Exercise description ▸
Wherever "query" turns up in the entries, copy out the line that holds it.

[Dataset entries]
* * * * * * * * *

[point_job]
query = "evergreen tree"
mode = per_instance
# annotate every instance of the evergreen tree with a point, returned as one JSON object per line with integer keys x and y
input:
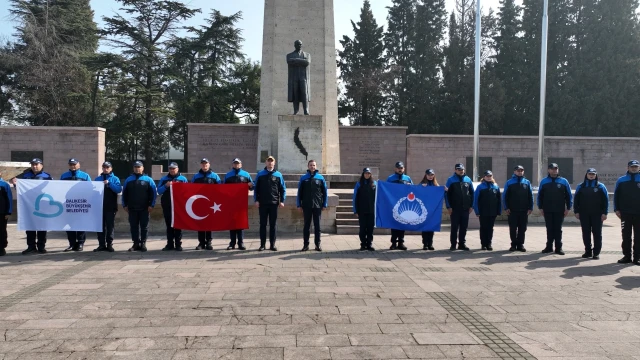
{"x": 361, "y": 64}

* * * * * * * * *

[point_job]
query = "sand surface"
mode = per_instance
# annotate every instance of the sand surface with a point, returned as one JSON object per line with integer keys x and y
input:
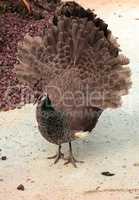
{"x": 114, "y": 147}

* * * * * * * * *

Output for this task ▸
query = "evergreen tree"
query = "sand surface"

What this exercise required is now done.